TASK OBJECTIVE: Transcribe the entries that follow, word for word.

EXTRACTED RECORDS:
────────────────────

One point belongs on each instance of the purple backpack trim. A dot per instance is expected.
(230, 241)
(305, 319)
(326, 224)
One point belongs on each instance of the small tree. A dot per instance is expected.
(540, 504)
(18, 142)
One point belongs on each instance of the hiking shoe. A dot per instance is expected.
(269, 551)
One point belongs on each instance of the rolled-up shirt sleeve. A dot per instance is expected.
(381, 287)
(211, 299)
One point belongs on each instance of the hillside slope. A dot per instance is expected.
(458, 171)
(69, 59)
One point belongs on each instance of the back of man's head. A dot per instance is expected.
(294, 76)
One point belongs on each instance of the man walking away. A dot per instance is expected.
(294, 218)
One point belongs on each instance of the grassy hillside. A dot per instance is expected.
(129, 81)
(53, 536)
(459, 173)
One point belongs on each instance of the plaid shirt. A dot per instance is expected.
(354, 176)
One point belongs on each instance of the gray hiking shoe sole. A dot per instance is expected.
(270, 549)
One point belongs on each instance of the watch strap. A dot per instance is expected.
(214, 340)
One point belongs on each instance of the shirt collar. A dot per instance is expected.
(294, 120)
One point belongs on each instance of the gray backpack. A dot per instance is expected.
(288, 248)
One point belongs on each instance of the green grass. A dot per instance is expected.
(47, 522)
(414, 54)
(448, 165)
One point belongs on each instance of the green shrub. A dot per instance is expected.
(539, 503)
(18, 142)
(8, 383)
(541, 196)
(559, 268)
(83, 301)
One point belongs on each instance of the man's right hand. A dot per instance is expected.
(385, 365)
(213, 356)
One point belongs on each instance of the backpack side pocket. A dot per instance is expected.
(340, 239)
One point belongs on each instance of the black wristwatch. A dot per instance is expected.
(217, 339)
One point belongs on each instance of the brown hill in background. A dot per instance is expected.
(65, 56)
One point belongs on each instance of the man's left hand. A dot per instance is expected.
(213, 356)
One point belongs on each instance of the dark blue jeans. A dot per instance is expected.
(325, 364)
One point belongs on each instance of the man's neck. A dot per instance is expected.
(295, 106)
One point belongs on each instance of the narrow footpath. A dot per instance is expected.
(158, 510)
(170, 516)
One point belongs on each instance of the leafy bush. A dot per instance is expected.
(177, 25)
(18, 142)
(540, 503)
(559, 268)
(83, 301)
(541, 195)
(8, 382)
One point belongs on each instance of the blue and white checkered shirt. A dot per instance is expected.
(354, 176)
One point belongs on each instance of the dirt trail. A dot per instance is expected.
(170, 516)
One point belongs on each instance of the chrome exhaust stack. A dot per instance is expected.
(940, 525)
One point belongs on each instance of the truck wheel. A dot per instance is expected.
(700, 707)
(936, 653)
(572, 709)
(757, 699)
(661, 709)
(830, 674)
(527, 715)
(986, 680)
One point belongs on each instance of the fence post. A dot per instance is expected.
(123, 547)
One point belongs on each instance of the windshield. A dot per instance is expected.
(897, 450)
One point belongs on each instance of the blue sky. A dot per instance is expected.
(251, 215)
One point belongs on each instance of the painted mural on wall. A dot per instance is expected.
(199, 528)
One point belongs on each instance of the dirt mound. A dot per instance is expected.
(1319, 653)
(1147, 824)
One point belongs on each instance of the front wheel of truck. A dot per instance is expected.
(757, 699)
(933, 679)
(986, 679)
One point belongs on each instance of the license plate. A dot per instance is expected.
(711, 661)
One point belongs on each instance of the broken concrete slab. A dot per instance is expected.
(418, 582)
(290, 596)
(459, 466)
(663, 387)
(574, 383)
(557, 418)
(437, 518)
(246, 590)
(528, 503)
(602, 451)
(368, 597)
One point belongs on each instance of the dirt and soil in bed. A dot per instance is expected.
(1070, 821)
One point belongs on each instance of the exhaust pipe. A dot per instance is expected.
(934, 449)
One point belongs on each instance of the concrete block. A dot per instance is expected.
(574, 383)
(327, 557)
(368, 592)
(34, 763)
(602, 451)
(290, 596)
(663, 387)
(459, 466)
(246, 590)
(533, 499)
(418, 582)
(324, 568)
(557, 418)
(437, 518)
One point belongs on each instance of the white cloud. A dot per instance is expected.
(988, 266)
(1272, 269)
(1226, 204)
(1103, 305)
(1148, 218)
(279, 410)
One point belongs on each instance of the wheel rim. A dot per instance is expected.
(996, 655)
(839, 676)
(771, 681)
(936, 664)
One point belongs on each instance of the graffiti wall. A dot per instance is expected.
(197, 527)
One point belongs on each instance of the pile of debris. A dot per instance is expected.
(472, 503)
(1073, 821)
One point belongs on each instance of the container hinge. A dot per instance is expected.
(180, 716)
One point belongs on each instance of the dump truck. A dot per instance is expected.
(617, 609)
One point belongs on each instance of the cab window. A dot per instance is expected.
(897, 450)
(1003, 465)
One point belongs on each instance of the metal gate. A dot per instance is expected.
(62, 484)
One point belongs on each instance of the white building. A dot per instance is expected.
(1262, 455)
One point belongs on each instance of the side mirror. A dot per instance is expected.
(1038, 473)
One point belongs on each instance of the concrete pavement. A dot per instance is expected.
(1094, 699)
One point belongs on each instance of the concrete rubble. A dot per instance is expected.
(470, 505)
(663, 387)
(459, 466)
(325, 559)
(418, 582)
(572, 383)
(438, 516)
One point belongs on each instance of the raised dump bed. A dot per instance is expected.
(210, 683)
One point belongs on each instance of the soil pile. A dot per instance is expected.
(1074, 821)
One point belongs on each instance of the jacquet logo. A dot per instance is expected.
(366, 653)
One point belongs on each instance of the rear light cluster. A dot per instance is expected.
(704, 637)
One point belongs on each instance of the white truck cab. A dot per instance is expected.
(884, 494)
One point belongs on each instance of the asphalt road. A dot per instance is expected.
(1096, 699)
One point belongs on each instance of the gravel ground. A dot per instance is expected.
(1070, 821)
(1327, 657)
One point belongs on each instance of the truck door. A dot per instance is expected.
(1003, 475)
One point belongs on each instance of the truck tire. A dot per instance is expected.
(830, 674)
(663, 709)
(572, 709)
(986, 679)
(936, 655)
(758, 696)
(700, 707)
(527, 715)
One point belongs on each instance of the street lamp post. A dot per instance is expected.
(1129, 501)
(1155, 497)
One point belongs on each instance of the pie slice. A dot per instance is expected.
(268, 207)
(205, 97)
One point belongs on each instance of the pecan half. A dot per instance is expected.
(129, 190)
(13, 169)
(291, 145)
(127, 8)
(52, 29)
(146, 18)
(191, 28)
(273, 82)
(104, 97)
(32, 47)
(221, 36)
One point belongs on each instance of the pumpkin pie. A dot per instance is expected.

────────────────────

SOLUTION:
One point belongs on each instance of the purple backpack trim. A dot per instance is expected.
(230, 241)
(305, 319)
(326, 224)
One point belongs on each instance of the small tree. A dot per instance is expected.
(540, 504)
(18, 142)
One point belongs on each instance of the hiking shoe. A dot per instance is expected.
(269, 551)
One point belongs on each instance of the rolled-up shirt sleeve. A dot per instance is expected.
(381, 287)
(211, 299)
One point belongs on each instance of the hillside slope. A dot per instance is expected.
(458, 171)
(69, 59)
One point belongs on each instance of the back of man's head. A dot per instance is expected.
(294, 76)
One point belongs on each instance of the man walking away. A dot per instance is expected.
(294, 218)
One point belongs on each instance of the grassy hillside. A dot per instance is expected.
(129, 81)
(53, 536)
(459, 173)
One point belongs on each instance of the plaid shirt. A dot per instance is expected.
(354, 176)
One point belongs on each instance of the gray hiking shoe sole. A dot per instance is expected.
(270, 549)
One point belongs on each instance of the watch strap. A dot per instance is expected.
(214, 340)
One point belongs on each instance of the shirt collar. A dot per instance is expected.
(294, 120)
One point belongs on each instance of the gray backpack. A dot per instance is expected.
(288, 248)
One point belongs on each instance of the green grass. A dot per instance is expected.
(47, 522)
(414, 54)
(448, 165)
One point belongs on each instance of the green shrub. A dot per instance is expected.
(539, 503)
(18, 142)
(8, 383)
(541, 196)
(559, 268)
(83, 301)
One point belongs on each instance of the man's right hand. A dot per instance is expected.
(385, 365)
(213, 356)
One point belongs on each instance of the backpack side pocket. A dot per instance is expected.
(340, 239)
One point belongs on each instance of the black wristwatch. A dot per instance is expected.
(217, 339)
One point belongs on each instance of the brown hill in background. A dot per instance is expected.
(65, 56)
One point belongs on each instance of the man's left hand. A dot per instance is expected.
(213, 356)
One point belongs on each instance of the dark blue jeans. A dot per instance is expected.
(325, 364)
One point belongs on each instance of the man's neck. A dot per instance is expected.
(295, 106)
One point belongs on each instance of the narrow footpath. A dot per instance is expected.
(158, 510)
(170, 516)
One point belongs on each instance of the leafy bush. A dot per instance is expected.
(177, 25)
(18, 142)
(540, 503)
(559, 268)
(83, 301)
(541, 195)
(8, 382)
One point belongs on each instance of the blue and white checkered shirt. A dot per instance is expected.
(354, 176)
One point belongs on each instance of the dirt trail. A dot per instance is expected.
(170, 516)
One point belongs on each instance of the chrome exhaust stack. A dot per instance is expected.
(940, 525)
One point belongs on each instance of the truck wheel. A dot per instance is expected.
(700, 707)
(936, 653)
(572, 709)
(757, 699)
(661, 709)
(830, 674)
(527, 715)
(986, 680)
One point belongs on each instance of the fence post. A dot per instance is expected.
(123, 547)
One point belongs on each instance of the windshield. A dot per instance is expected.
(897, 450)
One point belongs on each instance of the blue sky. A dot per instance is expected.
(251, 215)
One point belongs on each instance of the painted mural on wall. A dot per instance is expected.
(199, 528)
One point belongs on each instance of the dirt mound. A dot per instance is expected.
(1319, 653)
(1147, 824)
One point belongs on each instance of the front wheel of truck. A dot per instance is expected.
(757, 699)
(933, 679)
(986, 679)
One point belongs on each instance of the license plate. A dot per instance is expected.
(711, 661)
One point belongs on each instance of the broken concrete slab. A dot per instance is expected.
(418, 582)
(290, 596)
(459, 466)
(663, 387)
(574, 383)
(557, 418)
(437, 518)
(246, 590)
(528, 503)
(602, 451)
(368, 597)
One point belongs on each instance of the dirt and soil in bed. A dot per instance is expected.
(1070, 821)
One point belongs on each instance of the exhaust pipe. A dot per instance is expected.
(934, 449)
One point belongs on each instance of the concrete block. A dot per instance is expected.
(574, 383)
(327, 557)
(368, 592)
(34, 763)
(602, 451)
(290, 596)
(663, 387)
(459, 466)
(246, 590)
(533, 499)
(418, 582)
(324, 568)
(557, 418)
(437, 518)
One point belongs on each instance of the white cloud. A dot per instance is expected.
(988, 266)
(1272, 269)
(1226, 204)
(1103, 305)
(1148, 218)
(279, 410)
One point belongs on each instance of the wheel rim. A dot per instance is expected.
(996, 655)
(839, 676)
(771, 681)
(936, 664)
One point belongs on each instance of the graffiti wall. A dot per instance is expected.
(197, 527)
One point belongs on each instance of the pile of debris. A dot per instance is expected.
(472, 503)
(1073, 821)
One point belongs on each instance of the container hinge. A dot per instance is expected.
(180, 716)
One point belongs on each instance of the dump truck. A dot per instance is expected.
(617, 609)
One point belongs on each instance of the cab window. A dot per instance is expected.
(897, 450)
(1003, 465)
One point belongs on each instance of the metal gate. A dot per instance is expected.
(62, 484)
One point belongs on each instance of the white building. A dot per instance is expected.
(1262, 455)
One point belongs on each instance of the side mirror. A dot per instance is expected.
(1038, 473)
One point belongs on each instance of the concrete pavement. A dot per instance is expected.
(1094, 699)
One point belongs on each instance of the concrete rubble. A dot per instance is expected.
(470, 505)
(663, 387)
(459, 466)
(325, 559)
(418, 582)
(572, 383)
(438, 516)
One point belongs on each instance of the raised dump bed. A dot per instance is expected.
(210, 683)
One point belongs on each instance of the soil pile. A dot per instance is expected.
(1074, 821)
One point belongs on each instance of the jacquet logo. A dot per instance is expected.
(366, 653)
One point belongs on each instance of the rear light cluster. A dot per instance is expected.
(704, 637)
One point belongs on each instance of the white truck cab. A dot per instance is expected.
(884, 494)
One point belongs on each instance of the asphalt road. A dot per instance is expected.
(1096, 699)
One point belongs on each instance of the gravel ground. A dot per instance is expected.
(1070, 821)
(1327, 657)
One point belongs on each instance of the truck door. A dot per instance is expected.
(1003, 475)
One point belongs on each instance of the truck tire. A dot per instance is expected.
(830, 674)
(663, 709)
(572, 709)
(986, 679)
(936, 655)
(758, 696)
(700, 707)
(527, 715)
One point belongs on each instance of the street lamp post. A dot per instance is expected.
(1129, 501)
(1155, 497)
One point belongs on each instance of the pie slice. A dot per instance is expected.
(268, 207)
(205, 97)
One point belongs on each instance of the pecan half. A dot per instance is expected.
(129, 190)
(13, 169)
(291, 145)
(127, 8)
(52, 29)
(146, 18)
(191, 28)
(273, 82)
(104, 97)
(32, 47)
(221, 36)
One point belongs on each instance of the pumpkin pie. A dot per instance is expected.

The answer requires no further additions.